The presence of dissolved phosphate in various effluents, such as industrial effluents, wastewater, animal/livestock wastewater, etc., is a long-standing problem in the art. For example, the majority of phosphate ions (PO43−) in anaerobically digested dairy effluent is sequestered in a finely-suspended, intractable calcium-phosphate solid, and is effectively unavailable for practical and efficient recovery by current methods.
Phosphorus (referred to herein as “P”) is a non-renewable resource and an important non-substitutable macronutrient, existing in nature as phosphates in various inorganic or organic forms, and ranging from the simple to the very complex in terms of molecular structure. Because P is essential for all biological processes, there is concern that the current demand and exploitation (total annual production is about 20 million tons of P, derived from roughly 140 million tons of rock concentrates (2)) of this non-renewable resource is not sustainable. Nearly all the P used globally is mined from a relatively small number of commercially-exploitable deposits, and it has been estimated that the global economic P reserves may last about 100 years at the current rate of extraction (1). Therefore, the world's P resources are finite and should be used efficiently and in a sustainable way. Additionally, aside from the non-renewable resource aspect, there is need to improve P management, particularly from the environment protection perspective because, for example, P-enrichment in receiving waters is associated with harmful algae blooms that affect the health and vitality of wetlands and marine environments.
Therefore, there is a pronounced need in the art to develop methods for increasing the life expectancy of the world's limited P resources. There is a pronounced need in the art to develop methods for recovery and recycling of P from, for example, effluents and waste materials. There is a pronounced need in the art to develop methods for more efficient use of P in agriculture, both as fertilizers and animal manures.

PROVIDED RECORDS:
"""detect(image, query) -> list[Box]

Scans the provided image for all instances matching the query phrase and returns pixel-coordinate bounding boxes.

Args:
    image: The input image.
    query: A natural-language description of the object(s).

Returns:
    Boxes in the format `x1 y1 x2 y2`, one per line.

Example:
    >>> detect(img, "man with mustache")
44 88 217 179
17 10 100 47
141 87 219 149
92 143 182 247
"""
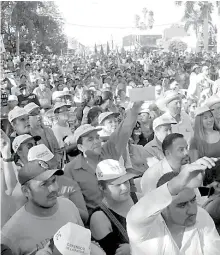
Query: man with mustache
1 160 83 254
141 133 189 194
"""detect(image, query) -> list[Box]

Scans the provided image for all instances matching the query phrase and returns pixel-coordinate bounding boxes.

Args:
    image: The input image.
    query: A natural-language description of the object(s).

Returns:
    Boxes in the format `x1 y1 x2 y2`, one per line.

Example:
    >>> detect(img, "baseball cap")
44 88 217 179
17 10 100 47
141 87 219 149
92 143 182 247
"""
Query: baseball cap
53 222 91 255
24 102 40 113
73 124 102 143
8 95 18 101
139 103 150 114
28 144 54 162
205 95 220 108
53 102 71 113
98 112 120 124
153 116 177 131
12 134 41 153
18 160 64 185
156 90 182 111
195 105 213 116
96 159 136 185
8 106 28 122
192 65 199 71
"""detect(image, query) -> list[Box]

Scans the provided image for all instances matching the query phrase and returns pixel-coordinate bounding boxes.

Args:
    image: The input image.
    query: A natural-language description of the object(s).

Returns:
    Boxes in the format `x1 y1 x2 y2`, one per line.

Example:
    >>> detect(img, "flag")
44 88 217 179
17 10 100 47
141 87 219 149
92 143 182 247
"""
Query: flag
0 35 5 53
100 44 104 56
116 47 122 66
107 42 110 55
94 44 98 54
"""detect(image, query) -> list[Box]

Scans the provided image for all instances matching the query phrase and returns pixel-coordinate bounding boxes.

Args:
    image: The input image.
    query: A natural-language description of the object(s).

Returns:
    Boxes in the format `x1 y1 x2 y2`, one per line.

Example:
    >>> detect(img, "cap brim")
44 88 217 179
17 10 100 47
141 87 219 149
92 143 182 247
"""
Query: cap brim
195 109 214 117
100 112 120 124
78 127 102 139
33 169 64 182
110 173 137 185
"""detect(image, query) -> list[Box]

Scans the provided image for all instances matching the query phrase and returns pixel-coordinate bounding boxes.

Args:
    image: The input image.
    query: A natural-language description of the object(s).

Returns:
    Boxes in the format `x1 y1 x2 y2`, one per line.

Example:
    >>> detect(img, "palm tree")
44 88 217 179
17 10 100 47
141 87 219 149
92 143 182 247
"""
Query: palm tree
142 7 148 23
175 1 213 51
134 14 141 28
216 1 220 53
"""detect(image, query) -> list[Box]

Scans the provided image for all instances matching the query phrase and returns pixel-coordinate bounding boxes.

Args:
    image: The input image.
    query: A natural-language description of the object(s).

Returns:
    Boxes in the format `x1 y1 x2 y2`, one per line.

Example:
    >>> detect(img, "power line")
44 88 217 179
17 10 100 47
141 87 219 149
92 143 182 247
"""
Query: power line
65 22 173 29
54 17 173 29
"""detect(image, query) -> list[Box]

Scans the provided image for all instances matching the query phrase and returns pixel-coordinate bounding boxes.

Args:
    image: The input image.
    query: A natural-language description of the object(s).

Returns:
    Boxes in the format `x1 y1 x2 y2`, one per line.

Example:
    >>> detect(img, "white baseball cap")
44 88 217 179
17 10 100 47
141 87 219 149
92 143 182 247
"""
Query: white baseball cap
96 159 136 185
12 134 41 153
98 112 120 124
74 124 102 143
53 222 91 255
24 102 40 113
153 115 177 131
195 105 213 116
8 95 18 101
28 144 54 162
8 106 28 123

...

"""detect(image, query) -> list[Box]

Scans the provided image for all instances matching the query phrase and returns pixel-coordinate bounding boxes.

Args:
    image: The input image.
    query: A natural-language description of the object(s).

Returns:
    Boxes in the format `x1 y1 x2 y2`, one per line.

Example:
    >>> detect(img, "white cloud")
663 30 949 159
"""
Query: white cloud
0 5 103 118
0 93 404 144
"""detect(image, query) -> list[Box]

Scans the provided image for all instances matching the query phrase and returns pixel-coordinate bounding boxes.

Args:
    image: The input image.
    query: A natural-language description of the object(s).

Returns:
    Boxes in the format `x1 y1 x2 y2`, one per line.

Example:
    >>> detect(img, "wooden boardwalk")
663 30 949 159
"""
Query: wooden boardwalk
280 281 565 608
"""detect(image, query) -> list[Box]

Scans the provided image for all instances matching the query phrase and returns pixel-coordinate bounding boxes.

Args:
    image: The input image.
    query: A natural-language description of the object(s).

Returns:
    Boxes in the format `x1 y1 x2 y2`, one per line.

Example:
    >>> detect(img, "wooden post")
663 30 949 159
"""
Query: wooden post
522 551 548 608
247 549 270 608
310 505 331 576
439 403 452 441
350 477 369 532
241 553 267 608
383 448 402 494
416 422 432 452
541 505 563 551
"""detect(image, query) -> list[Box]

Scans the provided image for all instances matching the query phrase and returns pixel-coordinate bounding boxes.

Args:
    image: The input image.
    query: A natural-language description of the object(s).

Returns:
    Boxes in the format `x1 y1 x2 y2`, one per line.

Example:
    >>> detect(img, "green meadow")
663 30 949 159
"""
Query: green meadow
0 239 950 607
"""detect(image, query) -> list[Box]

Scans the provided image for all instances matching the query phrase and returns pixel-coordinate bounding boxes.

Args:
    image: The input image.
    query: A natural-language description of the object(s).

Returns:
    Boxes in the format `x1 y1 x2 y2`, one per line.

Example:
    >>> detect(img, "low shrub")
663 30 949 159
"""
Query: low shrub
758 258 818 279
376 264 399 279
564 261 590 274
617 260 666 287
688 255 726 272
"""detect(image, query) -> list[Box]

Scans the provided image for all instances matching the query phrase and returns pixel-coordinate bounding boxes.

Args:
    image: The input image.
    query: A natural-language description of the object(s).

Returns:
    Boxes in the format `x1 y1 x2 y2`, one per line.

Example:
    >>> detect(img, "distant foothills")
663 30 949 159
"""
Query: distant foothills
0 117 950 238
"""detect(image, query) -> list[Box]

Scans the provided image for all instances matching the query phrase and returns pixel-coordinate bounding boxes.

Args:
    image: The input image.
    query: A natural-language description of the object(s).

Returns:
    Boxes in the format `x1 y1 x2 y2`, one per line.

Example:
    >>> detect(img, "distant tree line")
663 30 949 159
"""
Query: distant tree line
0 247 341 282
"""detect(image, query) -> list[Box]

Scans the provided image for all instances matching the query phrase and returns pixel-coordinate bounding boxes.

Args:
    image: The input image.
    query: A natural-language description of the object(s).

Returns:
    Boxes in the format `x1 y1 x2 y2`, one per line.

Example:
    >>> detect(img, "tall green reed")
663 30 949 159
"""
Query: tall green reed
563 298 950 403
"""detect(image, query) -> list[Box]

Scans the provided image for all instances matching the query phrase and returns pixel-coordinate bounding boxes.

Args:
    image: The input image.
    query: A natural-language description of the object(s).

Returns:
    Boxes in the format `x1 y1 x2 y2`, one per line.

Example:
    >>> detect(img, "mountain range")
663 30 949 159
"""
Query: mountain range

QUESTIONS:
A. Reproduce the stretch of the phosphorus passage from "Therefore, there is" through "and animal manures.".
B. Proceed with the passage on phosphorus recovery, continuing it from its final sentence.
The entries were drawn from a separate source.

RESULTS BY TASK:
A.
Therefore, there is a pronounced need in the art to develop methods for increasing the life expectancy of the world's limited P resources. There is a pronounced need in the art to develop methods for recovery and recycling of P from, for example, effluents and waste materials. There is a pronounced need in the art to develop methods for more efficient use of P in agriculture, both as fertilizers and animal manures.

B.
One of the main potential sources for P recycling is animal manure because of its high P content, and large amounts of manure are produced annually in the world, particularly from concentrated animal feeding operations (CAFOs). Currently, the dominant management practice is direct land disposal of the manure. However, a significant disadvantage or challenge associated with such direct land disposal of manure is the limited land available for such disposal, and the water contamination that can potentially occur from the excess nutrients that accumulate as a result of long-term manure application (3, 4). One alternative to direct land disposal manure management is the use of anaerobic digestion (AD) technology. AD, with its conversion of the manure's organic carbon to biogas, and AD has become an option for the utilization and treatment of animal manure. However, since AD does not remove any nutrients during the process, the digested effluent still maintains a high sequestered P concentration (5, 6). Ideally, the excess P in the effluent should be recovered before the effluent goes to storage and disposal on land to enable more efficient controlled use of the P, and to preclude contamination of water resources.
Struvite (magnesium ammonium phosphate hexahydrate or MgNH4PO4.6H2O). Generally, art-recognized P removal technologies applied to wastewater include chemical and biological processes. However, biological methods that incorporate P in microbial biomass are not optimal or particularly suitable for animal manure because the high P content would yet produce large quantities of biosolids to be disposed of. Chemical methods include settling, flocculation, precipitation, and electrocoagulation, etc. A recently developing chemical technology for P removal and recovery is crystallization of P in the form of struvite (magnesium ammonium phosphate hexahydrate or MgNH4PO4.6H2O) (7-12). Struvite is crystalline and thus well suited for removal in a crystallizer. In addition, as a granular product struvite is more compact than other chemical precipitates, and it performs well as a slow-release fertilizer. Struvite formation requires reaction between three soluble ions in solution, Mg2+, NH4+ and PO43−, to form precipitates with low solubility (struvite has a pKsp of 12.6). Struvite precipitation is controlled by pH, supersaturation, and presence of impurities, such as calcium 13, 14). High pH (e.g., pH 8.5) and supersaturation of the three ions (Mg2+, NH4+ and PO43) are favorable to struvite formation. Struvite crystallization for P recovery has been successfully demonstrated in lab, pilot, and full-scale models using swine wastewater, and several crystallizer reactors have been designed and operated through this process both in pilot and field scale (16-19). High total P removal (˜80%) was obtained in the field scale tests (18), indicating that this crystallization process can be used for P recovery from swine wastewater.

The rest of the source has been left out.